Print the listing below word for word, leaving out the pictures.
▽
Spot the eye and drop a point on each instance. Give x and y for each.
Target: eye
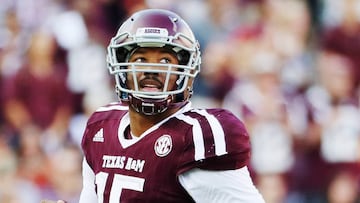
(139, 60)
(165, 60)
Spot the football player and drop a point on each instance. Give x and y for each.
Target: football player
(153, 146)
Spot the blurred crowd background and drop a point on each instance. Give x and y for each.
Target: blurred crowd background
(289, 69)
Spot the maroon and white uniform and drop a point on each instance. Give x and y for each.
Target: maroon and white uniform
(157, 166)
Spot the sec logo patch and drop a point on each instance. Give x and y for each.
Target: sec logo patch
(163, 145)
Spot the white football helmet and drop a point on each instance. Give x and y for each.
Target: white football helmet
(154, 28)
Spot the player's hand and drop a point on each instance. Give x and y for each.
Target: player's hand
(50, 201)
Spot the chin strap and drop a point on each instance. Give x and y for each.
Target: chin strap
(150, 107)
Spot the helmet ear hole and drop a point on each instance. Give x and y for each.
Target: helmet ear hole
(183, 57)
(121, 54)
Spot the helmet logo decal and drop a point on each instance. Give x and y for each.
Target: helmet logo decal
(151, 32)
(163, 145)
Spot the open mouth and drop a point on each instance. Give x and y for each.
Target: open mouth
(150, 85)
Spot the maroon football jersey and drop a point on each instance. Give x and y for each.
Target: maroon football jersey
(147, 170)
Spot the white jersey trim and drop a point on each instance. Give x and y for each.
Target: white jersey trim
(198, 137)
(217, 130)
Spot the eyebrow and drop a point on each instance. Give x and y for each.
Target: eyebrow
(160, 50)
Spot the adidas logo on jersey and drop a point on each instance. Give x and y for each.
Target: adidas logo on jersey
(99, 136)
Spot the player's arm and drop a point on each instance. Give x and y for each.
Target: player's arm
(220, 186)
(88, 194)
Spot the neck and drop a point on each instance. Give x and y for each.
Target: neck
(139, 123)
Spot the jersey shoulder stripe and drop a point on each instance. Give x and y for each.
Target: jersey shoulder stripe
(216, 134)
(108, 112)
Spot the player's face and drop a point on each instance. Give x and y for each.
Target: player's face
(152, 81)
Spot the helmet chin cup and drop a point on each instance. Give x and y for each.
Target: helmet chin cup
(149, 107)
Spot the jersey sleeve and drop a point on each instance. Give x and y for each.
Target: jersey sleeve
(216, 140)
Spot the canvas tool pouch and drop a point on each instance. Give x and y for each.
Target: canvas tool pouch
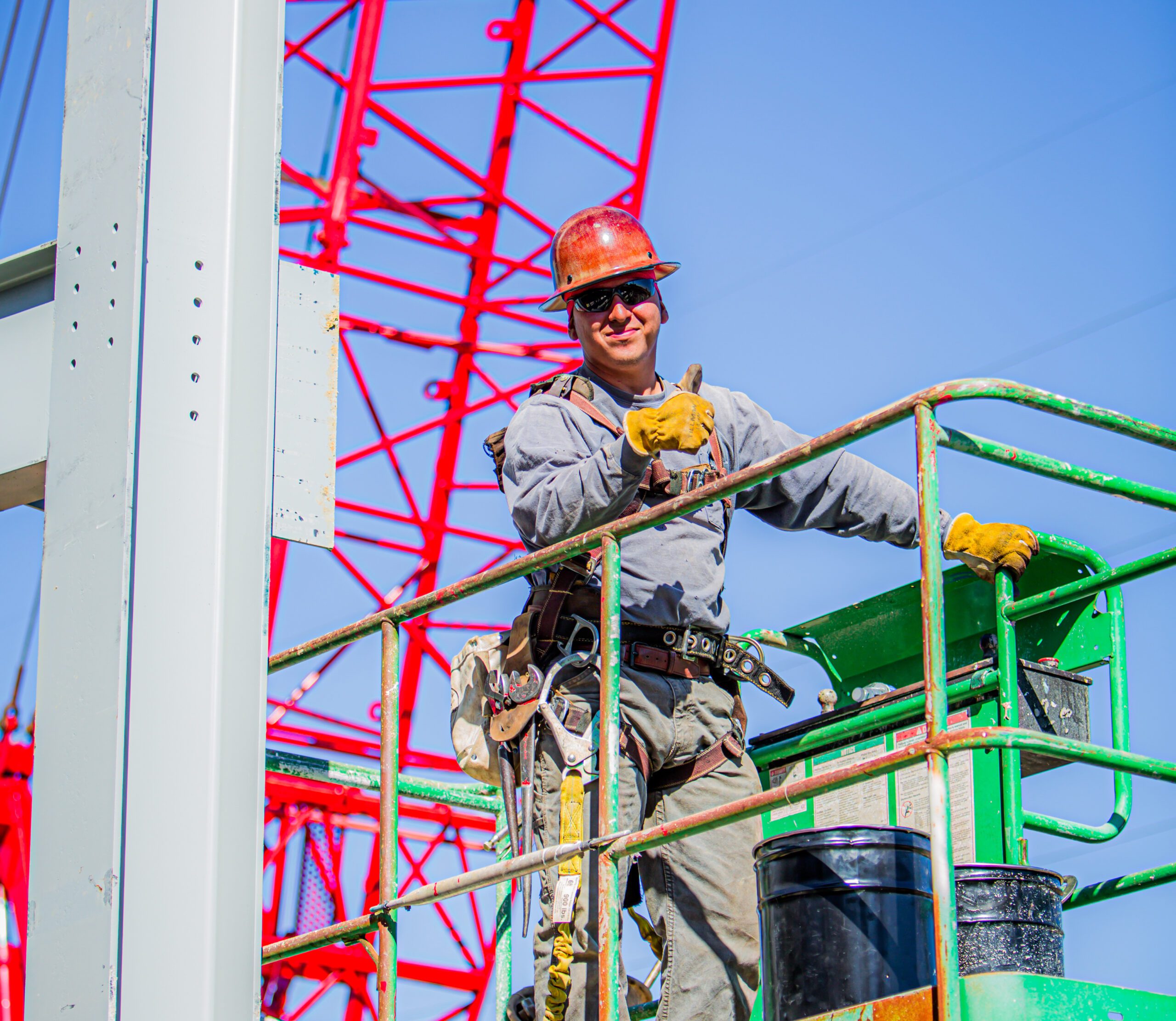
(469, 709)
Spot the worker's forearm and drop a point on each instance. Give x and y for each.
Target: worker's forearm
(555, 502)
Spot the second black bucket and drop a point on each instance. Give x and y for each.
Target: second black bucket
(1011, 920)
(845, 918)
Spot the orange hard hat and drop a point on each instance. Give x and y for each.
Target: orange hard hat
(597, 244)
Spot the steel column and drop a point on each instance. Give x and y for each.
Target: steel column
(608, 787)
(159, 484)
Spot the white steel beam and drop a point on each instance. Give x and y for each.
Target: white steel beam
(145, 893)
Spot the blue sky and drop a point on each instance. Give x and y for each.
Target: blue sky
(866, 199)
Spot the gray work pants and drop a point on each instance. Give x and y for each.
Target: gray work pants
(700, 892)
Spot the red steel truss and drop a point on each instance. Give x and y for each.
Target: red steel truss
(477, 224)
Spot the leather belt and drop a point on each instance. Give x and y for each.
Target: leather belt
(664, 660)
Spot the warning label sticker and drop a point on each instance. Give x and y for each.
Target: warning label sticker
(862, 804)
(781, 776)
(912, 793)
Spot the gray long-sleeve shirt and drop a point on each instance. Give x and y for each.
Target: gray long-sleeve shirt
(565, 473)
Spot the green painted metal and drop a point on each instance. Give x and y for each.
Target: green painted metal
(1120, 716)
(480, 797)
(1133, 883)
(390, 816)
(1005, 997)
(931, 552)
(1091, 585)
(1062, 471)
(1012, 814)
(803, 647)
(1062, 749)
(608, 785)
(937, 647)
(503, 952)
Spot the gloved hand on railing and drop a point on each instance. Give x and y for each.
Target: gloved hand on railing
(987, 548)
(684, 423)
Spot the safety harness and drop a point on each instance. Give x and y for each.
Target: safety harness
(552, 620)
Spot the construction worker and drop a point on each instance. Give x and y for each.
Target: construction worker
(584, 451)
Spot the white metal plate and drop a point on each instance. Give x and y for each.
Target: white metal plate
(307, 403)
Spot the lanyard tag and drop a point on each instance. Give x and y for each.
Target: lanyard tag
(564, 906)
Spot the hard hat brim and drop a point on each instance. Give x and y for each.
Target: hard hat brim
(559, 301)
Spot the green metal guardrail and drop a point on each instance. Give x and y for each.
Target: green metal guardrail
(1011, 741)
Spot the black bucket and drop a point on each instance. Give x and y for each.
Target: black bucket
(1011, 919)
(845, 918)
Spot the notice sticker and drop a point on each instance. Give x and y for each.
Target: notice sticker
(912, 793)
(787, 774)
(564, 907)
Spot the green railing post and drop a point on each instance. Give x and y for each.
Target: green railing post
(1120, 713)
(608, 927)
(931, 546)
(503, 958)
(1012, 814)
(390, 851)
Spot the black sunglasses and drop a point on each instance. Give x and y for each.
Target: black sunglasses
(601, 299)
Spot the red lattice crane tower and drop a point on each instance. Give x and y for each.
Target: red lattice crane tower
(429, 232)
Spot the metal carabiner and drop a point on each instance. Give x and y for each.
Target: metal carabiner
(582, 625)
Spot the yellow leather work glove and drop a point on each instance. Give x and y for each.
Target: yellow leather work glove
(684, 423)
(986, 548)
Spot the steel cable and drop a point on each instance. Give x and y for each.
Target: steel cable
(24, 103)
(7, 43)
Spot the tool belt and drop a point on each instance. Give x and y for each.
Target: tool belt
(680, 652)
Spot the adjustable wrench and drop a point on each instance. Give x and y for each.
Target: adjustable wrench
(576, 749)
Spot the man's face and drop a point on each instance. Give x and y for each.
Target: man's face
(621, 337)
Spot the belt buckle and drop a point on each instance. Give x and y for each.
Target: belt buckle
(692, 645)
(692, 475)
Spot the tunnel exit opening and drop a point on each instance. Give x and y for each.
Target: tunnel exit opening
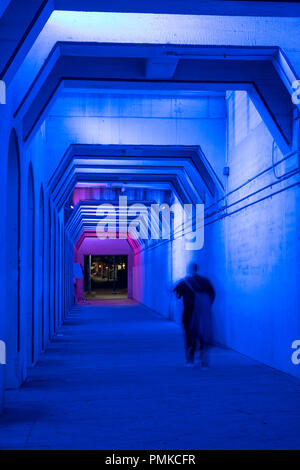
(106, 277)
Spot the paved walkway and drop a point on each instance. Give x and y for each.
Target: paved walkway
(114, 379)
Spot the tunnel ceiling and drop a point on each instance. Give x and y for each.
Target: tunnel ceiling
(55, 48)
(73, 65)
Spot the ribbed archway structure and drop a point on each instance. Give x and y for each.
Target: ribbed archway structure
(112, 110)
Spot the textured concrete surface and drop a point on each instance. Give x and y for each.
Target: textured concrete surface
(114, 379)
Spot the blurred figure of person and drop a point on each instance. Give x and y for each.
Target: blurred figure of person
(198, 295)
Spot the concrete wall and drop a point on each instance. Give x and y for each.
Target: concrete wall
(96, 246)
(251, 253)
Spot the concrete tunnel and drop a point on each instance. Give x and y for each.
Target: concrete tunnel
(159, 105)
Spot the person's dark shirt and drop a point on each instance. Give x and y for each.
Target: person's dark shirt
(182, 290)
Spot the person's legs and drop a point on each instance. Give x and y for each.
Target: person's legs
(204, 353)
(190, 347)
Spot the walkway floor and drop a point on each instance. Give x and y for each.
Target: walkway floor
(114, 379)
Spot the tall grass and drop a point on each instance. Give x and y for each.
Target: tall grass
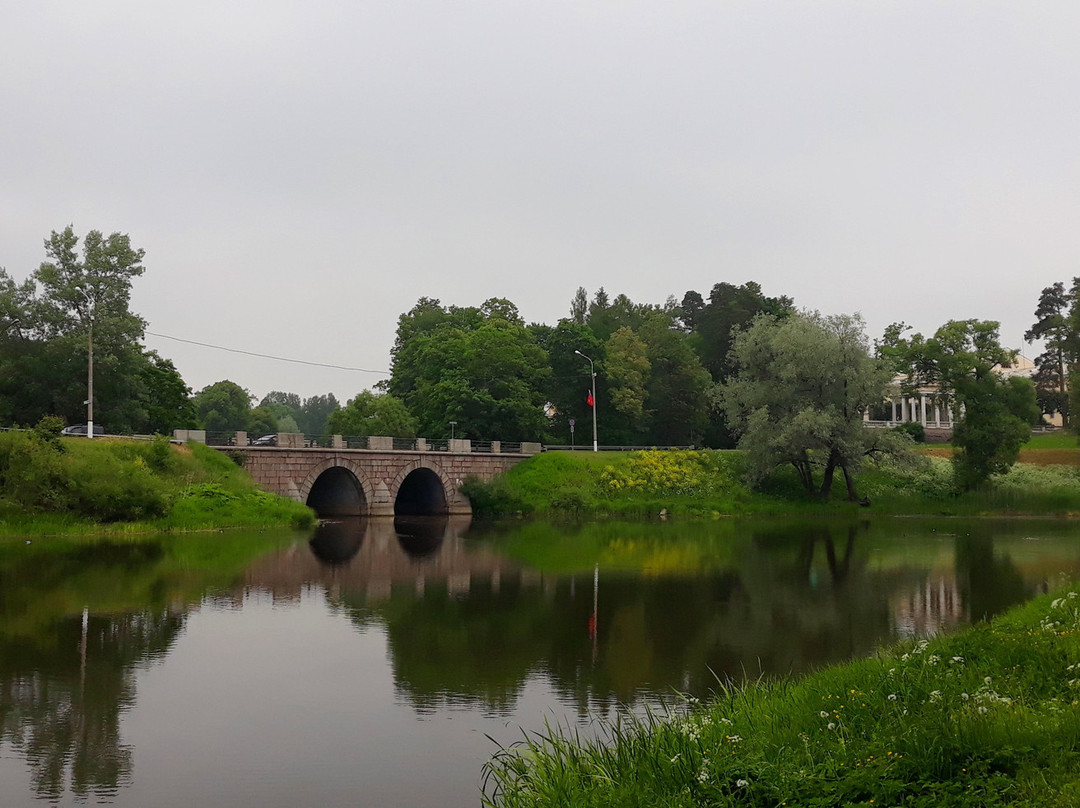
(714, 483)
(75, 485)
(989, 716)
△
_WRITTEN RESPONSE_
Spot the eye and drop a point on each instance. Give x and y for each.
Target: eye
(139, 60)
(165, 60)
Spot the football player and drop a point on each instance. Give x and y for each.
Target: football player
(153, 146)
Spot the blurred crowd background and drop a point on each instance. Give x and y for each.
Target: blurred crowd background
(289, 69)
Spot the maroon and white uniform and drop a point on each instance. Give x and y for each.
Target: maroon and white uniform
(157, 166)
Spot the sec logo patch and drop a point on each instance. Give x and y for each.
Target: sec logo patch
(163, 145)
Spot the white football helmet and drop a point on each instance. Give x and y for each.
Target: white football helmet
(154, 28)
Spot the player's hand and drop a point on each instance. Give x and y for each.
Target: player's hand
(50, 201)
Spot the chin strap and drop a point on each instance. Give x and y for each.
Target: chin strap
(150, 107)
Spot the helmet ear hole and drop a point on each instance. Give x and y for each.
Target: helmet ear hole
(183, 57)
(121, 54)
Spot the helmet logo decal and drop a point on each instance. Give x and y for each.
Target: helmet logo decal
(151, 32)
(163, 145)
Spot the open mouth and drop a point on each instance. Give x and y for each.
Target: open mouth
(150, 85)
Spot the maroon football jersey and drop a point on each instance. Give x and y for each.
Target: maroon football jersey
(147, 170)
Spot the white jersey trim and drop a point on each instance. Give x and y for each.
Target: white jersey trim
(198, 137)
(217, 130)
Spot the eyebrow and drop a point on each instance. Give x and y for each.
Target: eyebrow
(160, 50)
Spot the adidas logo on jersey and drop a point on each instance. Give x and y for each.
Target: adidas logo on jersey
(99, 136)
Spot the player's arm and drop a point on each instance. Give x and y for each.
Target: player's arm
(220, 186)
(88, 194)
Spot the neck and drop a point on each instance. Give x and y for each.
Target: neck
(139, 123)
Spot the jersey shoulder stripe and drop a point on each instance. Give x and y for each.
Target: jersey shoulder stripe
(216, 134)
(108, 112)
Spot the player's face and drop a point on each instance. Give x and y for each.
Target: player's face
(152, 81)
Spot the helmet chin cup and drop a point on each instance. Give x and y for each.
Target: helmet chin cup
(149, 107)
Spot the jersey sleeve and drop a point on each instance. Give x and y for each.
Target: jersey sleeve
(216, 140)
Spot the canvas tool pouch and drop a point on each instance. Give x and y for each.
Target: canvas tool pouch
(469, 709)
Spot the worker's forearm and drop a point on each instance. Give x and y for each.
Target: worker's forearm
(555, 502)
Spot the second black bucket and drop a point on each instance. Give x and y for each.
Target: second black bucket
(1011, 920)
(845, 918)
Spot the orange hard hat and drop a point on each instance. Give x and y for each.
Target: orange hard hat
(597, 244)
Spot the steel column and drop a point on each instance. Give x and y for each.
Target: steel column
(608, 787)
(159, 484)
Spot the white steel beam and drop a point on each instance. Give x and y for each.
Target: white steel beam
(145, 893)
Spot the blue sky and drop a point on each instance. Give x and y for each.
Target: blue sky
(866, 199)
Spot the gray work pants and drop a point on each instance. Give x and y for each.
Target: gray work pants
(700, 892)
Spot the red steel truss and drop a point on each instance. Give x and y for each.
Target: red steel truss
(477, 224)
Spot the leather belt and drop a point on each instance. Give x and y for each.
Target: leather belt
(664, 660)
Spot the warning label sticker and drop a point on each instance. Give x and y for each.
Target: warning label sticker
(862, 804)
(781, 776)
(912, 793)
Spot the gray long-sleeve shirt and drop a point on each instance. Give x and y for each.
Target: gray long-sleeve shirt
(565, 473)
Spot the green painted metal and drop a point on each instance. Give x and y for each.
Target: green painted metal
(1120, 716)
(480, 797)
(1133, 883)
(390, 816)
(1005, 997)
(931, 552)
(1091, 585)
(1062, 471)
(1012, 814)
(803, 647)
(1062, 749)
(608, 785)
(937, 647)
(503, 952)
Spot the gloved hand on railing and drop a point on each instance. Give x and y for each.
Target: gloved hand on railing
(987, 548)
(684, 423)
Spot the safety harness and drop a point on each instance. Give x and y for each.
Target: safety harness
(552, 620)
Spot the construction worker and drop a point on each instance. Give x and y for each.
Target: construction worker
(584, 451)
Spot the white metal plate and drop a point on each instance. Give x and y for each.
Target: white metal plate
(307, 403)
Spot the lanyard tag and drop a point on each instance. Give x and y for each.
Target: lanyard tag
(564, 906)
Spot the hard hat brim and drop a point on each instance. Give x and y for each.
Target: hard hat brim
(559, 301)
Spot the green metal guardrail and drop a point on each instance. Give x and y for each.
Target: green metal guardrail
(1011, 741)
Spot the black bucket and drop a point on each instance. Give x and y for each.
Target: black bucket
(1011, 919)
(845, 918)
Spot the notice sticker and drop a point on each instance. Give x and y for each.
Target: notice sticker
(912, 793)
(787, 774)
(564, 907)
Spot the green railing post and drop a point on each instance. Give x and y for each.
Target: green railing post
(1120, 713)
(608, 927)
(931, 546)
(503, 958)
(1012, 814)
(390, 851)
Spot the black sunglasses and drop a point on each instance. Give x and y for each.
Target: black sunglasses
(601, 299)
Spot the red lattice crane tower and drop a point on each instance. Give x and y for each.
Target: red lattice crane tower
(429, 232)
Spot the metal carabiner and drop a point on each instance. Give x and y for each.
Target: metal carabiner
(582, 625)
Spot the yellow leather work glove and drop a point on each instance. Give x and y for each.
Target: yellow leather work glove
(684, 423)
(986, 548)
Spot the steel cable and drop a point on each instance. Give x and y for each.
Target: steel cable
(24, 103)
(7, 43)
Spot the tool belt and drop a point on each instance. Give x and y for each.
Target: tool belt
(680, 652)
Spot the adjustable wrench and drop a point on each instance. Give x and y for each.
Target: adjustable wrench
(576, 749)
Spot the man's face and drop a point on each instance. Give x and y for each.
Target: man's face
(621, 337)
Spot the belt buckle and drop a point on each instance. Give x and y for each.
Target: belt buckle
(692, 645)
(692, 475)
Spot the tunnel exit opening and drop a point on each instance. Give x and y for each.
Target: tunnel exit opening
(106, 277)
Spot the paved walkway and drop a point on each instance. Give x and y for each.
Target: paved walkway
(114, 379)
Spot the tunnel ceiling and drop a point on each instance. Give x and y for each.
Target: tunnel ceiling
(55, 48)
(73, 65)
Spot the ribbed archway structure and drop a point on each instance. Give x and y for each.
Target: ribbed archway structure
(112, 110)
Spot the textured concrete surface and drop a point on each instance. Give x and y for each.
Target: textured concrete surface
(114, 379)
Spot the blurred figure of person and drop a point on each instance. Give x and y for each.
Target: blurred figure of person
(198, 295)
Spot the concrete wall and drop a point on each instance. Give x and y for each.
Target: concrete wall
(96, 246)
(251, 253)
Spot the concrete tunnel and drop a point on each instance. Give x and y for each.
Target: concrete tunnel
(159, 105)
Spot the person's dark shirt and drop a point on each instance. Give x and y for each.
Target: person's dark shirt
(182, 290)
Spot the person's legs and drop a point on each instance. Give x and y for each.
Target: person's legs
(204, 353)
(190, 347)
Spot the walkway floor and drop a point on each instance. Give x and y for each.
Target: walkway floor
(114, 379)
Spot the tall grass and drop a point on each instance. Give x and y for each.
Target: tall grass
(714, 483)
(75, 485)
(989, 716)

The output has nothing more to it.